• What is being asked: Can you quote, word for word, every line from the first line of the records below through the line containing "help me out — the fallen", and nothing else?

• Dataset records:

===============

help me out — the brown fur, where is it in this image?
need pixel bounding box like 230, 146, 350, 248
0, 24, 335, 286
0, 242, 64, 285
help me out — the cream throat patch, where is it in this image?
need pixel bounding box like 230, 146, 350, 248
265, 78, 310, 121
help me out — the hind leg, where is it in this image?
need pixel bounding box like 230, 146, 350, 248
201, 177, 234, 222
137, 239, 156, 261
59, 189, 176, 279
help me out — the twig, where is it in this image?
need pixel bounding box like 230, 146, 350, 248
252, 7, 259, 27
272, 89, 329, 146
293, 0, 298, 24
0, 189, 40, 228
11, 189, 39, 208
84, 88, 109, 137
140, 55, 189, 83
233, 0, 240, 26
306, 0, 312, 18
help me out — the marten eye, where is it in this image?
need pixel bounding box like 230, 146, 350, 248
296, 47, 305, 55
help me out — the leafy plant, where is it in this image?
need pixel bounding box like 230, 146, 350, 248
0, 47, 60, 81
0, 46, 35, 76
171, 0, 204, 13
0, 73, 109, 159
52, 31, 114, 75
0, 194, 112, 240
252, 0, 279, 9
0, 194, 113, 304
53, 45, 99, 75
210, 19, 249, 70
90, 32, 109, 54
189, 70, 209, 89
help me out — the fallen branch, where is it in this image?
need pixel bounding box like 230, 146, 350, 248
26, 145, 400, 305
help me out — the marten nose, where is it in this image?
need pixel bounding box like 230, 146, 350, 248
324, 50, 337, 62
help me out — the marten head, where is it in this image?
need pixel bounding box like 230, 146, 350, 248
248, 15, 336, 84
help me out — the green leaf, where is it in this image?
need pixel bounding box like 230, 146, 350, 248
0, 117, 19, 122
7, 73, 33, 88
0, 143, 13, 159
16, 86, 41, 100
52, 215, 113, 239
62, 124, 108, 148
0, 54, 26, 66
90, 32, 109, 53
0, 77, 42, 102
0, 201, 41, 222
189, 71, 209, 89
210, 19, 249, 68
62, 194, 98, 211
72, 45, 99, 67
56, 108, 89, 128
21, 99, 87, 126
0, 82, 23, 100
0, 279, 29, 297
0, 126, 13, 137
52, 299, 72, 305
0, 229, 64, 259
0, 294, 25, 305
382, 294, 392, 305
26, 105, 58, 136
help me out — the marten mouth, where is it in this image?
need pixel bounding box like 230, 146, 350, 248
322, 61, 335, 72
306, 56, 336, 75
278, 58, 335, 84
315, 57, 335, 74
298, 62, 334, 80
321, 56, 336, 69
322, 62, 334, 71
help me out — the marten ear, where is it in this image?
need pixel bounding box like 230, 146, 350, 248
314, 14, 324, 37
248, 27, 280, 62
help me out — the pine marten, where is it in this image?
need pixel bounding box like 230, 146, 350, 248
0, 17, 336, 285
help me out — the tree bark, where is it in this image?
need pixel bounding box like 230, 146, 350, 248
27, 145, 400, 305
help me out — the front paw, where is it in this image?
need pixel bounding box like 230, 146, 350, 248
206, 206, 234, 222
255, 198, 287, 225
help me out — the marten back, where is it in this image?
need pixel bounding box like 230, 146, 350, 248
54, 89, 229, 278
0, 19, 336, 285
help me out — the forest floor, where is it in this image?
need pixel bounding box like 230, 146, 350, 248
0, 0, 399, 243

===============

• Answer area:
help me out — the brown fur, where is it in this image?
need pixel bounding box like 230, 146, 350, 248
0, 24, 335, 286
0, 242, 64, 285
help me out — the cream throat patch, where is it in this image?
need pixel bounding box like 230, 146, 350, 248
265, 78, 310, 121
help me out — the hind leg, where is it in this image?
need pixel bounding box like 230, 146, 350, 248
201, 177, 234, 222
137, 239, 156, 261
59, 189, 176, 279
help me out — the twig, where is it in this image?
need pixel bounding box like 230, 146, 350, 248
252, 7, 259, 27
272, 89, 329, 146
293, 0, 298, 24
0, 189, 40, 228
11, 189, 39, 208
84, 88, 109, 137
140, 55, 189, 83
233, 0, 240, 26
306, 0, 312, 18
help me out — the marten eye, where is it in this image?
need pixel bounding box like 230, 146, 350, 248
296, 47, 305, 55
help me out — the leafy plant, where is it in this image?
need pixel bounding box like 230, 146, 350, 248
0, 47, 60, 81
0, 46, 35, 76
171, 0, 204, 13
0, 73, 109, 159
52, 31, 114, 75
0, 194, 112, 240
252, 0, 279, 9
0, 194, 113, 304
53, 45, 99, 75
210, 19, 249, 70
90, 32, 109, 54
189, 70, 209, 89
help me out — the fallen branch, where is it in this image?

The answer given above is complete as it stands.